Given instruction> Update every row below by replacing "man's ear" with "woman's ear" and leaving everything else unchanged. Omit the pictures from your answer.

Stored entries:
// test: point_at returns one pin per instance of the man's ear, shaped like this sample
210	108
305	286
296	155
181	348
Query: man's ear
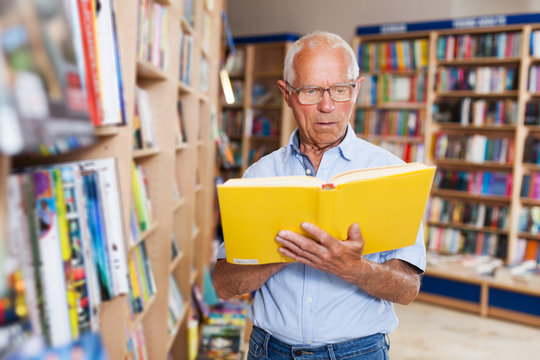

Right answer>
// test: point_at returns one pin per instance of the woman's ear, shaped like this sample
210	108
305	286
296	155
181	348
Query: woman's ear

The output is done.